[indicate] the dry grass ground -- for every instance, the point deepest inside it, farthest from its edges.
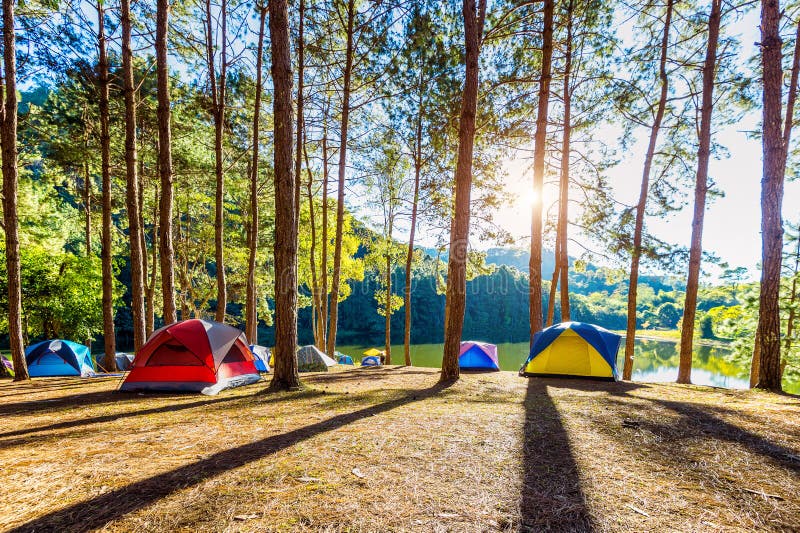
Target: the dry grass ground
(389, 450)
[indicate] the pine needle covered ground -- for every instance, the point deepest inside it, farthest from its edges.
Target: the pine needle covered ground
(389, 449)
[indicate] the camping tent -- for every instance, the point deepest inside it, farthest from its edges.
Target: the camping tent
(478, 356)
(194, 356)
(261, 355)
(371, 360)
(311, 359)
(124, 360)
(58, 358)
(6, 363)
(573, 349)
(343, 359)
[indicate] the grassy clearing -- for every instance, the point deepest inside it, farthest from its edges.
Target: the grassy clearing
(389, 449)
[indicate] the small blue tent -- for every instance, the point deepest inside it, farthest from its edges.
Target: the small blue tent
(59, 358)
(573, 349)
(478, 356)
(371, 360)
(261, 356)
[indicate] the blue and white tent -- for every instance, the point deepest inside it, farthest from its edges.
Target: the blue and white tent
(343, 359)
(59, 358)
(371, 360)
(261, 356)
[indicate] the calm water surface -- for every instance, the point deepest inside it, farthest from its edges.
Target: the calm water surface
(654, 361)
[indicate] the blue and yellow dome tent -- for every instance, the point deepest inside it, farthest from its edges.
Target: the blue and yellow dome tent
(573, 349)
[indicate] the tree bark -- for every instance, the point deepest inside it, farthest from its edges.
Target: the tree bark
(388, 318)
(540, 140)
(459, 232)
(218, 89)
(792, 318)
(636, 253)
(300, 139)
(165, 165)
(132, 191)
(774, 158)
(251, 315)
(151, 289)
(337, 251)
(410, 253)
(563, 204)
(285, 375)
(323, 326)
(10, 182)
(109, 342)
(700, 192)
(87, 199)
(551, 301)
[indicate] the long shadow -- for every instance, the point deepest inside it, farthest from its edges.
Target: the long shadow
(30, 407)
(34, 387)
(551, 498)
(361, 373)
(700, 421)
(120, 416)
(96, 512)
(612, 388)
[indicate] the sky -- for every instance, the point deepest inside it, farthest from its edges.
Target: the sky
(732, 223)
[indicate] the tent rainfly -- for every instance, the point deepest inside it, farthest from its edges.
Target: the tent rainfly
(478, 356)
(193, 356)
(311, 359)
(573, 349)
(261, 355)
(59, 358)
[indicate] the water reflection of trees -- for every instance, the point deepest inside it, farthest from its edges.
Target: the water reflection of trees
(652, 355)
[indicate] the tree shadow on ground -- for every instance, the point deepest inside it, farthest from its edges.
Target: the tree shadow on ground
(551, 498)
(88, 421)
(35, 386)
(612, 388)
(362, 373)
(698, 421)
(96, 512)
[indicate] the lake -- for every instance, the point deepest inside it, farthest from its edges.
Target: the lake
(654, 361)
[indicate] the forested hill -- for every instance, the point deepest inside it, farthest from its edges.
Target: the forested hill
(497, 302)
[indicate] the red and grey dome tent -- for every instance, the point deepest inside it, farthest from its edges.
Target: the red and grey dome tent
(192, 356)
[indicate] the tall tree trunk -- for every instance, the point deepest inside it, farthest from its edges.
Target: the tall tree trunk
(109, 342)
(700, 192)
(540, 141)
(151, 289)
(551, 301)
(792, 318)
(774, 157)
(388, 302)
(218, 89)
(410, 253)
(87, 200)
(165, 164)
(299, 128)
(10, 182)
(285, 375)
(316, 303)
(251, 315)
(300, 80)
(563, 204)
(337, 251)
(636, 253)
(459, 232)
(132, 190)
(325, 240)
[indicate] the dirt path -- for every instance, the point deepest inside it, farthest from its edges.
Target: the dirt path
(388, 449)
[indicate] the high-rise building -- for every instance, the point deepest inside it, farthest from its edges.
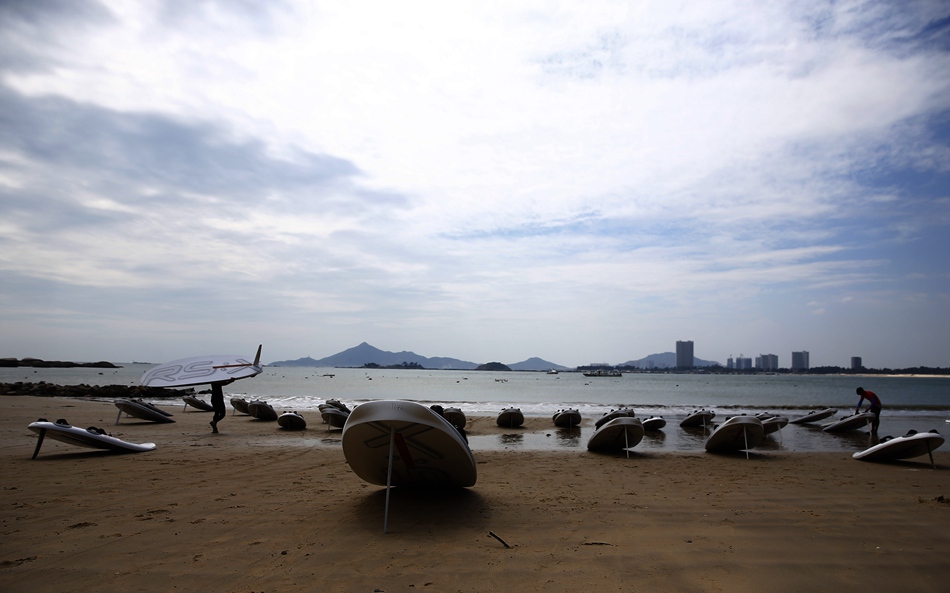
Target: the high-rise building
(684, 354)
(800, 361)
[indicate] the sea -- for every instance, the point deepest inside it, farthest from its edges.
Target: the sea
(920, 403)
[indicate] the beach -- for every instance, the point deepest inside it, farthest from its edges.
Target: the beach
(255, 508)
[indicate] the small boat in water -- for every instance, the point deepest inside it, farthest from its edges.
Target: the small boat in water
(698, 419)
(262, 410)
(603, 373)
(510, 418)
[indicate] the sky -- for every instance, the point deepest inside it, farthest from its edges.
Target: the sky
(490, 181)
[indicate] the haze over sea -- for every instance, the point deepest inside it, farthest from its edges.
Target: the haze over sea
(910, 402)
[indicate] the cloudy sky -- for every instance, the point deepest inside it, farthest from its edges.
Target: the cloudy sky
(579, 181)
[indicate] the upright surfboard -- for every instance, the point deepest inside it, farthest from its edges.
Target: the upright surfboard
(510, 418)
(698, 419)
(426, 450)
(654, 423)
(141, 410)
(623, 432)
(913, 444)
(739, 433)
(200, 370)
(852, 422)
(92, 437)
(814, 416)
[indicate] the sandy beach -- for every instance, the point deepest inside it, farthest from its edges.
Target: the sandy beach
(256, 508)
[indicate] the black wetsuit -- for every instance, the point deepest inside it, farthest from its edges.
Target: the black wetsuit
(217, 402)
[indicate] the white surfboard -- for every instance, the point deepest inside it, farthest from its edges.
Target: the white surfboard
(608, 416)
(262, 410)
(814, 416)
(568, 418)
(852, 422)
(291, 421)
(240, 405)
(774, 423)
(200, 370)
(425, 449)
(618, 434)
(197, 403)
(333, 417)
(92, 438)
(510, 418)
(739, 433)
(698, 419)
(141, 410)
(913, 444)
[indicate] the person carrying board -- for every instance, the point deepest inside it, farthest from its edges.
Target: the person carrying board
(217, 402)
(875, 406)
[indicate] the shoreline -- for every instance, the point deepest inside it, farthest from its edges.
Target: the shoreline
(226, 513)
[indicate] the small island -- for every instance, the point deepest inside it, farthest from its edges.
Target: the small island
(493, 366)
(54, 364)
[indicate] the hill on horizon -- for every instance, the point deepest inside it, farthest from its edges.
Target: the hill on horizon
(366, 354)
(664, 360)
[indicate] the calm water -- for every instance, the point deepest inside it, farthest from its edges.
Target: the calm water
(919, 403)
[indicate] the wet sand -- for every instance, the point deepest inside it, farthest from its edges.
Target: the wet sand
(256, 508)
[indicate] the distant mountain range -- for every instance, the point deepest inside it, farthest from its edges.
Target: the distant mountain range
(664, 360)
(367, 354)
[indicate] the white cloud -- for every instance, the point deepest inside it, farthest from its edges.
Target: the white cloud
(426, 168)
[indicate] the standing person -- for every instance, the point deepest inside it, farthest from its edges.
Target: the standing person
(217, 402)
(875, 406)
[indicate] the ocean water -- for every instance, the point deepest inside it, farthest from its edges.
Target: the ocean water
(918, 403)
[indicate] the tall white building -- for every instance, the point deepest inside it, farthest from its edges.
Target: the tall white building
(684, 354)
(800, 361)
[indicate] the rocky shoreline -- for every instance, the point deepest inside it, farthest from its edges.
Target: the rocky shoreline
(44, 389)
(55, 364)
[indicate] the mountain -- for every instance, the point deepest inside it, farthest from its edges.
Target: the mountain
(364, 354)
(536, 364)
(664, 360)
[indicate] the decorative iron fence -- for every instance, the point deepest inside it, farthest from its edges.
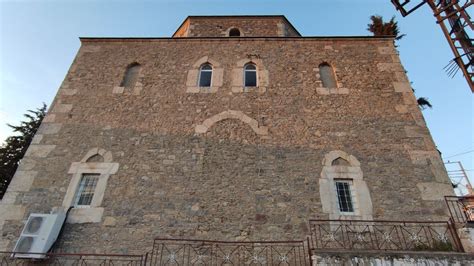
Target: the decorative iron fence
(203, 252)
(383, 235)
(12, 258)
(461, 209)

Required work:
From the data above, write out everything exactly except the pictures.

Answer below:
[indicate] the dry grass ground -- for every instance, the point deepest inside it, farthest from its edges.
Target: the dry grass ground
(389, 450)
[indicate] the pine needle covered ground -- for every instance, the point deepest inside it, farthest from its edges.
Target: the pine needle covered ground
(389, 449)
[indicate] the camping tent -- for every instance, the point deepest inside it, farthest from its edges.
Target: the camping tent
(478, 356)
(194, 356)
(261, 355)
(371, 360)
(311, 359)
(124, 360)
(58, 358)
(6, 363)
(573, 349)
(343, 359)
[indicate] the grassy clearing -- for every instance, the point deepest inside it, farthest from its edges.
Target: the grassy clearing
(389, 449)
[indicate] the small blue tent -- for every instance, the point deepest inside it, farthest from its edges.
Target: the small blue tent
(59, 358)
(573, 349)
(478, 356)
(371, 360)
(261, 356)
[indicate] the blue and white tent -- for every instance, the point deepest inside it, farthest from its edges.
Target: the blue and white tent
(343, 359)
(59, 358)
(371, 360)
(261, 356)
[indicate] the calm water surface -- for every instance, the point deepest inside it, farthest from its edges.
Target: the calm water surface
(654, 361)
[indicate] the blue and yellow dome tent -- for every instance, the point deepest inside it, farthest from its edges.
Target: the blue and yellow dome tent
(573, 349)
[indicate] the tree bark -- for every instance, the point deepest inside it, farthest from its edges.
Target: the tree bark
(388, 318)
(540, 140)
(459, 232)
(218, 89)
(792, 318)
(636, 253)
(300, 139)
(165, 165)
(132, 191)
(774, 158)
(251, 315)
(151, 289)
(337, 251)
(410, 253)
(563, 204)
(285, 375)
(323, 326)
(10, 182)
(109, 342)
(700, 192)
(87, 199)
(551, 301)
[indicate] the long shadow -- for every instance, the point deepest inside it, farthest from its edges.
Target: the long shadow
(30, 407)
(34, 387)
(551, 498)
(361, 373)
(700, 421)
(120, 416)
(96, 512)
(612, 388)
[indicate] the sky -- for every instance, the point deepest inside it, farthest from its edges.
Target: the sky
(732, 223)
[indicate] the tent rainfly -- for every instance, the point deepest inside it, farthest from its edges.
Target: the tent rainfly
(478, 356)
(193, 356)
(311, 359)
(573, 349)
(261, 355)
(59, 358)
[indicate] the water reflection of trees -- for every instance, the point deepest inside it, farthest from its edges.
Target: the water reflection of trees
(652, 355)
[indicate] the tree shadow on ground -- for every instance, the point deepest inside it, farthest from its edges.
Target: the tree shadow on ground
(551, 498)
(88, 421)
(35, 386)
(612, 388)
(362, 373)
(698, 421)
(96, 512)
[indicate] the lake -- for every instance, the point deepest inside it, farthest from its edges.
Target: the lake
(654, 361)
[indicate] the forested hill -- for every instance, the point deepest inside it, farthest from its edges.
Target: the forested hill
(497, 302)
[indicate] the red and grey dome tent -- for every instance, the point deepest inside it, farthest from its edges.
Target: the red and grey dome tent
(192, 356)
[indicate] the tall tree trunk -- for every instance, the point deepest inside it, farthest from its edges.
Target: the tall tree trunk
(109, 342)
(700, 192)
(540, 141)
(151, 289)
(551, 301)
(792, 318)
(774, 157)
(388, 302)
(218, 89)
(410, 253)
(87, 200)
(165, 164)
(299, 128)
(10, 182)
(285, 375)
(316, 303)
(251, 315)
(300, 80)
(563, 204)
(337, 251)
(636, 253)
(459, 232)
(132, 190)
(325, 240)
[indicate] the dirt path -- for every instance, the point deepest inside it, farthest from its edges.
Target: the dirt path
(388, 449)
[indicate] the high-rise building -- for every instance, the point deepest inside it, farthest from its edges.
Target: the high-rise building
(684, 354)
(800, 361)
[indicate] the sea -- for every instance, the point deepest inside it, farthest from its edges.
Target: the sea
(920, 403)
[indicate] the beach -- for every instance, the point deepest inside it, farthest from its edges.
Target: the beach
(255, 508)
[indicate] the small boat in water -- for every instance, the point deepest inside it, farthest from its edges.
Target: the small boat in water
(698, 419)
(262, 410)
(603, 373)
(510, 418)
[indicate] the sky -- for every instance, the point deepest inside it, farthest from its edges.
Target: the sky
(490, 181)
[indicate] the haze over sea -- for every instance, the point deepest inside it, farthest from its edges.
Target: the haze over sea
(910, 402)
[indicate] the cloudy sky -- for every instance, the point deepest inside it, farthest from its edges.
Target: the cloudy sky
(579, 181)
[indicate] the upright surfboard -- for every instance, the point deepest inside it, farthest from its edges.
Target: the upright surfboard
(510, 418)
(698, 419)
(426, 450)
(654, 423)
(141, 410)
(623, 432)
(913, 444)
(739, 433)
(200, 370)
(852, 422)
(92, 437)
(814, 416)
[indicate] the sandy beach -- for every instance, the point deepest inside it, farthest from its edges.
Target: the sandy beach
(256, 508)
[indicate] the black wetsuit -- for every instance, the point deepest inside it, farthest from its edges.
Target: the black wetsuit
(217, 402)
[indicate] the white surfboard -- for every instance, the point deepest inside it, farthest from its edges.
Target: the white surfboard
(608, 416)
(262, 410)
(814, 416)
(568, 418)
(852, 422)
(291, 421)
(240, 405)
(774, 423)
(200, 370)
(425, 449)
(618, 434)
(197, 403)
(333, 417)
(92, 438)
(510, 418)
(739, 433)
(698, 419)
(141, 410)
(913, 444)
[indicate] the person carrying board -- for every instance, the point deepest inside it, farthest from its edges.
Target: the person carrying board
(217, 402)
(875, 406)
[indicate] the shoreline -- for every instance, the point deepest inside it, farthest from its edges.
Target: the shoreline
(226, 513)
[indicate] the small island -- for every instance, the point deepest inside it, farthest from its edges.
Target: the small island
(493, 366)
(54, 364)
[indicate] the hill on horizon -- for every instance, the point deepest inside it, farthest from its edges.
Target: the hill on horizon
(366, 354)
(664, 360)
[indicate] the calm water -- for every instance, the point deepest inside it, farthest from its edges.
Target: the calm water
(919, 403)
[indicate] the wet sand -- for every instance, the point deepest inside it, farthest from its edges.
Target: the wet sand
(256, 508)
[indicate] the distant mountain range -- for every instance, the point deepest inside it, farthest from its edges.
Target: the distant mountain range
(664, 360)
(367, 354)
[indicate] the white cloud -- for every instance, the point deepest inside it, farthest from its edges.
Target: the white cloud
(426, 168)
[indicate] the standing person -- for every instance, the point deepest inside it, farthest from its edges.
Target: the standing person
(217, 402)
(875, 406)
[indicate] the ocean water -- for every instance, the point deepest inside it, farthest from its edges.
Target: the ocean water
(918, 403)
[indicate] the tall white building -- for every instance, the point deepest inside it, farthest from its edges.
Target: the tall white building
(684, 354)
(800, 361)
[indicate] the rocky shoreline -- for every instance, the point deepest inside it, farthest from its edges.
Target: the rocky shoreline
(44, 389)
(55, 364)
[indicate] the mountain -- for every instance, the point deepest inside it, farthest from its edges.
Target: the mountain
(364, 354)
(536, 364)
(664, 360)
[indicate] the decorative iron fence -- for every instance, the point deepest inside it, farthest from its edges.
Target: the decorative iron fence
(203, 252)
(383, 235)
(12, 258)
(461, 209)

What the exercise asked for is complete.